• [GIVEN REQUEST A]: Update the rows between the line holding "Where can the silver" and the end of the rows, inclusive, so that "photo" becomes "image" everywhere, with everything else unchanged.

• [DOCUMENT]:

Julio Cesar Chavez, Jr. assisted by Freddie Roach in his corner has an excellent chance to defeat Sergio Martinez providing that early in the course of the match Freddie comes up behind Sergio and splits his skull open with a shovel. But I doubt even integrity-challenged referee Laurence Cole would let that happen. Heck, he might actually issue a warning for something like that.


Photo: Chris Farina/ Top Rank

Anyway, if they really do make the fight, it will generate plenty of interest and may be fun to watch. Or maybe not. Of course it’s impressive that young prince Chavez was able to stop Andy Lee Saturday night. For this he deserves congratulations. He’s risen from joke fighter to real fighter, with a string of tomato can opponents being gradually altered into flawed challengers. Chavez certainly makes good use of the rock-hard chin and powerful body attack that he inherited from his dad. He’s particularly effective when you order up a specially tailored ring the size of a bathtub. It’s reminiscent of the waist-high outfield fence they created for Babe Ruth. Then there’s that missing urine sample and the possibly sinister gloves. Combine the WBC with Texas and you get something that resembles a Florida election count.

• [SOURCE DATA]:
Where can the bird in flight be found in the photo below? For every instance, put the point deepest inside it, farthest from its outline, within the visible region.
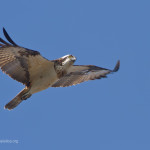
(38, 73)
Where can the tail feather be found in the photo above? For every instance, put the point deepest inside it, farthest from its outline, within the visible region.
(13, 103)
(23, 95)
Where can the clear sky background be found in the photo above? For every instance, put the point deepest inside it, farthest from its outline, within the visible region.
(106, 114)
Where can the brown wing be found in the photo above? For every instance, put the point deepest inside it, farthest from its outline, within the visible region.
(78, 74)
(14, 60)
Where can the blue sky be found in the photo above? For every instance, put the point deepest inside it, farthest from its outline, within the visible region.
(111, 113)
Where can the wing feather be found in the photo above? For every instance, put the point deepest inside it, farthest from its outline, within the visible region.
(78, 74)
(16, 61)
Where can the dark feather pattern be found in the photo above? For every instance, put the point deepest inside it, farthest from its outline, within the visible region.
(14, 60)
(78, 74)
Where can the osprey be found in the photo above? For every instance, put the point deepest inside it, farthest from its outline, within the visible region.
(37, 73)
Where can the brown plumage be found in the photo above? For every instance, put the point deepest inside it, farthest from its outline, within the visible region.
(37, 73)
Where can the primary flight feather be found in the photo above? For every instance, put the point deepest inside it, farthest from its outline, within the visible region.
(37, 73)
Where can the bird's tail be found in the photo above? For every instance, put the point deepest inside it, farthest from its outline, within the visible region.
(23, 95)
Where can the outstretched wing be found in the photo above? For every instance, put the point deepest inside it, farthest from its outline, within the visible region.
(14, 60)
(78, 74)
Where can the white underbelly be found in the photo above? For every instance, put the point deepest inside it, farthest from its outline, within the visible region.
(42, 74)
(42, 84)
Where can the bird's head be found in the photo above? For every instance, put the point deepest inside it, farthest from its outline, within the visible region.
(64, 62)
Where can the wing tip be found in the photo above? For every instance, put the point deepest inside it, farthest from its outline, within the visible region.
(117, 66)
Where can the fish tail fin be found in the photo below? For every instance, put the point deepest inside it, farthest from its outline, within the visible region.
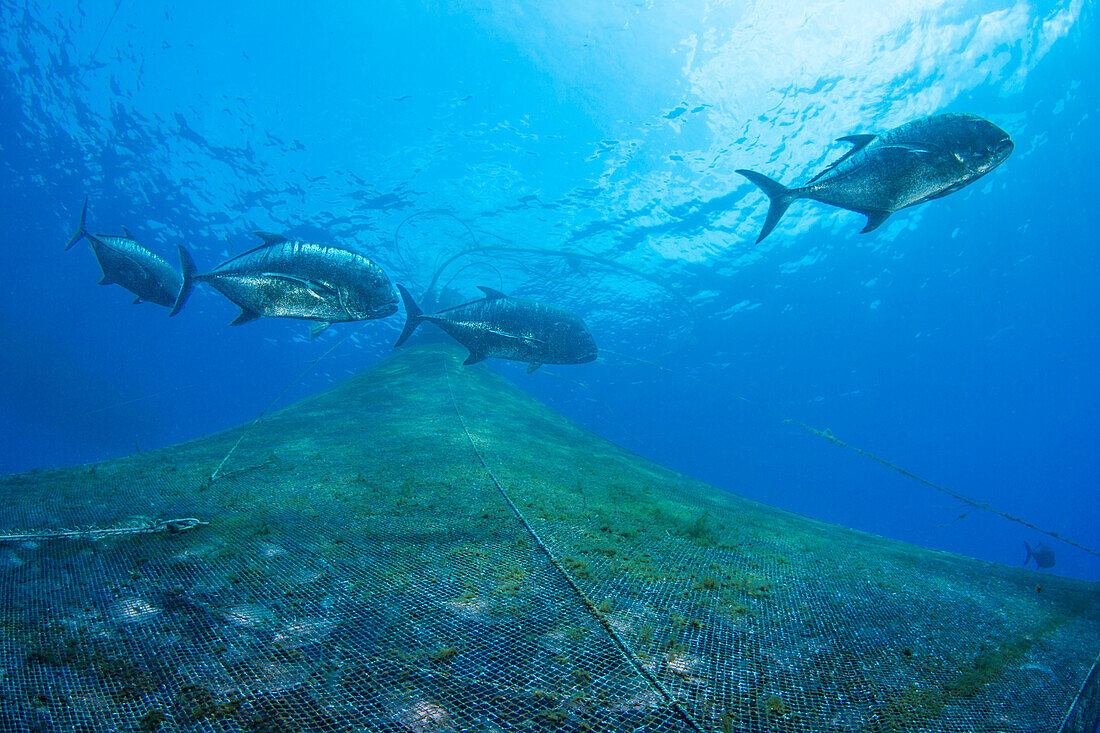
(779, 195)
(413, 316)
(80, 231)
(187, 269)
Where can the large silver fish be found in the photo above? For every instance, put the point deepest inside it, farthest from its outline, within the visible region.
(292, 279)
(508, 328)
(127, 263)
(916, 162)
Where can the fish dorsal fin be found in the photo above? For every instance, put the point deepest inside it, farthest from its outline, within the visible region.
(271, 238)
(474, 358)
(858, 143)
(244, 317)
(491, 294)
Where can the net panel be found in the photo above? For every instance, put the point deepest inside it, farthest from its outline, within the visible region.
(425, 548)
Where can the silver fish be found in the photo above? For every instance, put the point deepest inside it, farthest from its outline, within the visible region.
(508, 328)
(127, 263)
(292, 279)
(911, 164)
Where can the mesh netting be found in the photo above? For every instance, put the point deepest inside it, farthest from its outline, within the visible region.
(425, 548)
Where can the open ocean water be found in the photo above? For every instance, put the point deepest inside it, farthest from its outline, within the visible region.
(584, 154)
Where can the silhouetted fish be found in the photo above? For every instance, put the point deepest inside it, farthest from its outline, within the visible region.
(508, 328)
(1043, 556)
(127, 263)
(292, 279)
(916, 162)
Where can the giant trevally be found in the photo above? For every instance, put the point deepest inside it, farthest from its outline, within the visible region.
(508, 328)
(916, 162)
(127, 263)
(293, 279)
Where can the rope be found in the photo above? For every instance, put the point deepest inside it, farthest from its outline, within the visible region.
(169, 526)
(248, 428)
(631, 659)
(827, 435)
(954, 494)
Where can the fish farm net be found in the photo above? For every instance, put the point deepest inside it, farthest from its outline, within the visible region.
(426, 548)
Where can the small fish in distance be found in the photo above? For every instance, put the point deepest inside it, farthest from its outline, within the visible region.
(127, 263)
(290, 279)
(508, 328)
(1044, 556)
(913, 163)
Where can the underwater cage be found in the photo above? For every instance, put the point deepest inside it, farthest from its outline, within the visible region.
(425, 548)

• [GIVEN REQUEST B]: List every person named in the boxing commentary.

• [CORRECT OUTPUT A]:
Where can the silver fish be found in the image above? For every instance, put the point deepest inside it, farthest from its outline, within the visible region.
(508, 328)
(127, 263)
(292, 279)
(911, 164)
Where can the mesh netting be found in the image above? For every instance, put the point deepest inside it, farthest from its outline, within the visible region.
(425, 548)
Where can the open ocean water be found in the image above? For every instance, put the point deepest inside it, farthest from its outline, within the visible region.
(584, 154)
Where can the silhouetted fish be found in the image above? For every instance, put the point deepest inside it, farthest from its outline, within the visible region.
(508, 328)
(1043, 556)
(127, 263)
(292, 279)
(916, 162)
Where can the giant trevally be found in the image above? For every instance, put the point deepest inside it, farthest from its outline, within the visible region.
(508, 328)
(916, 162)
(127, 263)
(293, 279)
Where can the rope be found in the image above? For every instance, put the point deepest inside it, farthest from its outline, within the visible region.
(169, 526)
(248, 428)
(631, 659)
(827, 435)
(954, 494)
Where can the fish farm net be found in the image above? For every instance, put the point deepest inside it, farthest from its outline, within the visible region.
(426, 548)
Where can the small fish in distance be found in the image above? For every instance, put the point deepest inside it, farthest from its outline, within the visible region.
(127, 263)
(290, 279)
(508, 328)
(1044, 556)
(913, 163)
Where can the underwater cage be found in the image above? For every instance, put the point deepest inside it, farthest from its outline, within the visible region.
(425, 548)

• [CORRECT OUTPUT B]:
Julio Cesar Chavez, Jr.
Freddie Roach
Sergio Martinez
Laurence Cole
Chris Farina
Andy Lee
Babe Ruth